→ **TASK**: Rewrite all the rows below with every "one point per instance" changed to "one point per item", keeping everything else the same.

→ **ENTRIES**:
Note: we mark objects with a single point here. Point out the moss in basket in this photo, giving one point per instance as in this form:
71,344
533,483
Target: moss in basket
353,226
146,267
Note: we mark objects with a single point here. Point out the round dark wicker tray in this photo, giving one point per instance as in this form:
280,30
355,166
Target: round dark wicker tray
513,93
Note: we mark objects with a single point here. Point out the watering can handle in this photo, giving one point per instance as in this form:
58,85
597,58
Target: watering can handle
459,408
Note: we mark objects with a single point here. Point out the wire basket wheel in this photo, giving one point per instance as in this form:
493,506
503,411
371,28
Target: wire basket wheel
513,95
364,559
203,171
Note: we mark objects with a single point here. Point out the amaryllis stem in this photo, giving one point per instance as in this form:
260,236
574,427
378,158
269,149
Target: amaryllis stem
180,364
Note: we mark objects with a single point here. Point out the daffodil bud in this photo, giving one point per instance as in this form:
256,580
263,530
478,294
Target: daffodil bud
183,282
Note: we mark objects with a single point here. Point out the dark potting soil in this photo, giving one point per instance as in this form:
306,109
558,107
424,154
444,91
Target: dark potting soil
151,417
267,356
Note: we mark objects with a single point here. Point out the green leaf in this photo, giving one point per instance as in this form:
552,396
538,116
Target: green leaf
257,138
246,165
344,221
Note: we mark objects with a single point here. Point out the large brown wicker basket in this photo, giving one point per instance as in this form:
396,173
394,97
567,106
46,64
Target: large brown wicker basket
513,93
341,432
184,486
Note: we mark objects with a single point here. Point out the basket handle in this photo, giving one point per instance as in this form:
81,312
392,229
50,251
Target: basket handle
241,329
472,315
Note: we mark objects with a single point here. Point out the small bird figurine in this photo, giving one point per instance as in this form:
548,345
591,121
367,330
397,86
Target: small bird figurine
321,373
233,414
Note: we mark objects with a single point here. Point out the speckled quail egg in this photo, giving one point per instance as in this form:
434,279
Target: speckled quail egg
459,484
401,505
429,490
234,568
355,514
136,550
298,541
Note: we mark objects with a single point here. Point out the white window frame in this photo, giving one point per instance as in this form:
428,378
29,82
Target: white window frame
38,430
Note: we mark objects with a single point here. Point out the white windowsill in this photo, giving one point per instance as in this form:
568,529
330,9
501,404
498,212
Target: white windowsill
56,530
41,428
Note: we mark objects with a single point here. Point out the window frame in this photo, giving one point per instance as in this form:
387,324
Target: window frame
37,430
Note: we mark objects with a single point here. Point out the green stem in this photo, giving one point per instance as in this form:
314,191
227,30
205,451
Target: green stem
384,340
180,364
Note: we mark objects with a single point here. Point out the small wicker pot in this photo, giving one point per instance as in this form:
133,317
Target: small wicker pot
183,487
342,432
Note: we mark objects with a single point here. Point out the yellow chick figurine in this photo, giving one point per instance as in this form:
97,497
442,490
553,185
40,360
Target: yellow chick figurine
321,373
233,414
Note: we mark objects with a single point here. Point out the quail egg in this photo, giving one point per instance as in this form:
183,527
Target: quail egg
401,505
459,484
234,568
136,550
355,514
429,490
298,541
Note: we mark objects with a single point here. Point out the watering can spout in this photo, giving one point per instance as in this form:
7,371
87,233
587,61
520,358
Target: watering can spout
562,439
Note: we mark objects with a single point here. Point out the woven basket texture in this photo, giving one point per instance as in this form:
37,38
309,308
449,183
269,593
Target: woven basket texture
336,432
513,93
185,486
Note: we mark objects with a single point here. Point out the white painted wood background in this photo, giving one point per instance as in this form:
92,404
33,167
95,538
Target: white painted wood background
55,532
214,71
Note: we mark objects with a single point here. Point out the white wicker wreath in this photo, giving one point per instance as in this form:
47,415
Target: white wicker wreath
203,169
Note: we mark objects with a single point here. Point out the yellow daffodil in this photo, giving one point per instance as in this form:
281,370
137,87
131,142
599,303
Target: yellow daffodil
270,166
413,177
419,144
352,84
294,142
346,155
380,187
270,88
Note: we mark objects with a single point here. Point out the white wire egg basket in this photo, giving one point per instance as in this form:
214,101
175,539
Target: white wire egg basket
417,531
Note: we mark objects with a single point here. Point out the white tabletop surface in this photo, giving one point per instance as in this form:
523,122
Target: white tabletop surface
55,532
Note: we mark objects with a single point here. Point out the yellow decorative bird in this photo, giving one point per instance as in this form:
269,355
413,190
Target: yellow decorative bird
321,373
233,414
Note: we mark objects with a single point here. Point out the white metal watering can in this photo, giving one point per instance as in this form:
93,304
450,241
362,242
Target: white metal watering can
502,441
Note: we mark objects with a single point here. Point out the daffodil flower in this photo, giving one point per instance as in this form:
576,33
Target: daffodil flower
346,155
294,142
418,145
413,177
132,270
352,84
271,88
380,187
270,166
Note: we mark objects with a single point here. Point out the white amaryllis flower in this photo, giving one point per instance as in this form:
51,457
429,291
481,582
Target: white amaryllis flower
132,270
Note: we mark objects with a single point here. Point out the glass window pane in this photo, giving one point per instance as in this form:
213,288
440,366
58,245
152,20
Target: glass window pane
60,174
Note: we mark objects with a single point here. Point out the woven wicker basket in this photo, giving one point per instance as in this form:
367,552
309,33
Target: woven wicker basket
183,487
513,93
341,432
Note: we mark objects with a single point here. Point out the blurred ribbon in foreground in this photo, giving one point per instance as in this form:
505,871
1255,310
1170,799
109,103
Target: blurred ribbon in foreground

→ **WORKED ANSWER**:
Note: we mark objects with a single point here. Point out the moss in basket in this photo, giving one point per item as in this form:
71,344
533,483
Target: moss in basket
353,226
146,267
Note: we mark objects with a single point here. Point out the round dark wicker tray in this photo, giving one point per item as in this form:
280,30
355,166
Target: round dark wicker tray
513,93
Note: we mark objects with a single point here. Point out the watering can handle in this photo, giving one point per item as in this form:
58,85
597,58
Target: watering can handle
459,408
Note: we mark objects with a single point here. Point out the wire basket wheel in this photo, giving one point per item as in this form:
493,506
503,411
371,28
Target: wire basket wheel
513,95
364,559
203,171
Note: we mark objects with a single point here. Point out the amaryllis stem in this photo, giving one point per item as in this form:
260,236
574,427
378,158
269,149
Target: amaryllis stem
180,364
Note: we mark objects with a single point here. Point out the daffodil bud in this photo, giving one point per item as in this form:
256,580
263,530
478,294
Target: daffodil bud
183,282
Note: we mark objects with a single point here. Point out the dark potting soil in this photo, giving one point per item as in this form:
306,109
558,107
424,154
444,91
Target: dark potting soil
151,417
267,356
Note: we mark objects with a single point here. Point out the green leaf in this photo, giving one point per item as in this form:
552,396
538,116
Target: green leaf
257,138
246,165
344,221
Note: we mark objects with a single point here. Point out the large brown wicker basket in this photo, giving one point per item as in this form:
396,173
394,97
567,106
46,64
Target: large brown wicker basket
513,93
341,432
184,486
Note: we mark objects with a single point here. Point out the basket handle in this photo, giving one point per item as in this form:
81,312
392,229
50,251
Target: basket handle
241,329
472,315
Note: we mark objects with a single point here. Point out the small bird figurine in this photo, giving one point per item as in this form:
548,345
591,121
367,330
397,86
Target: small bird figurine
321,373
233,414
Note: we mark objects with a single point here. Point out the speckled quail egg in this photo, giving one point per item as in this form:
434,279
Target: speckled quail egg
459,484
401,505
429,490
234,568
355,514
136,550
298,541
Note: we mark objects with a single point here. Point out the white window frame in this photo, giving one point per item as in this form:
428,378
29,82
Target: white window frame
38,430
Note: we mark objects with a single point here. Point out the white windowsill in this photo, giving one point per item as in this form:
568,529
330,9
501,404
498,212
Target: white windowsill
56,530
41,428
Note: we mark objects with a single point here. Point out the window frame in this photo, giving one point per item as in this form:
387,324
Target: window frame
37,430
Note: we mark objects with a single point here. Point out the green stem in this photo, giving one point per item as in this form:
314,191
227,30
205,451
Target: green stem
384,340
180,364
Note: we mark objects with a single point here. Point out the small wicker pot in this photo, giving one point per item as in this form:
133,317
Target: small wicker pot
183,487
342,432
Note: we mark objects with a single point here. Point out the yellow chick figurine in this photo, giving one point per item as in this form:
97,497
442,490
553,185
40,360
Target: yellow chick figurine
321,373
233,414
Note: we mark objects with a single point here. Point out the quail egg in this photo, giving one point per item as in this form:
183,527
Target: quail egg
401,505
459,484
234,568
136,550
355,514
429,490
298,541
Note: we mark objects with a single point here. Point out the watering can spout in this photo, giving one point per item as in this form:
7,371
87,233
587,61
520,358
Target: watering can spout
562,439
Note: we mark objects with a single point here. Point out the woven basket texture in this photo, giving one point per item as in this form:
37,38
309,308
449,183
269,593
Target: woven basket texture
336,432
513,93
185,486
Note: we mark objects with a single point here. Point out the white painted wood background in this photo, giving one point per item as in this form:
92,404
33,167
95,538
Target: white painted wood background
55,532
214,71
Note: we mark objects with a single point here. Point out the white wicker wreath in this photo, giving one point per item as in this form:
47,415
Target: white wicker wreath
203,169
Note: we mark objects with a single point here. Point out the yellow daffodil in this photo, giving one point per item as in this form:
281,370
137,87
131,142
599,303
Target: yellow daffodil
270,166
413,177
419,144
352,84
294,142
346,155
380,187
270,88
Note: we mark objects with a single point here. Point out the white wire egg basket in this photo, giving one point per item as in this form:
214,101
175,539
Target: white wire egg basket
417,531
Note: we mark objects with a single point here. Point out the white tabletop surface in this photo, giving one point per item as in this form:
523,122
Target: white tabletop surface
55,532
Note: we mark objects with a single point here. Point out the yellow decorative bird in this photo, giving one point per item as in this form:
269,355
413,190
Target: yellow decorative bird
321,373
233,414
Note: we mark objects with a single point here. Point out the white metal watering can in this photo, giving one point per item as in this form:
93,304
450,241
362,242
Target: white metal watering can
502,441
Note: we mark objects with a single point here. Point out the daffodil flower in this photo, giving one point per item as in this form:
576,33
Target: daffodil flower
346,155
294,142
418,145
413,177
132,270
352,84
271,88
380,187
270,166
Note: we mark objects with a single point here. Point out the white amaryllis flower in this photo, giving one point per item as in this form:
51,457
429,291
481,582
Target: white amaryllis flower
132,270
Note: we mark objects with a single point here. Point out the glass window pane in this photo, giving one point per item as in this form:
213,288
440,366
58,245
152,20
Target: glass window pane
60,174
Note: we mark objects with a single point here. Point out the woven wicker basket in this photo, giving one point per item as in this form:
367,552
309,33
Target: woven wicker basket
183,487
513,93
341,432
Note: we mark objects with a single point here. Point out the blurred ribbon in foreground in this photo, giving one point per item as in this form:
505,871
1255,310
1170,799
109,103
Target: blurred ribbon in foreground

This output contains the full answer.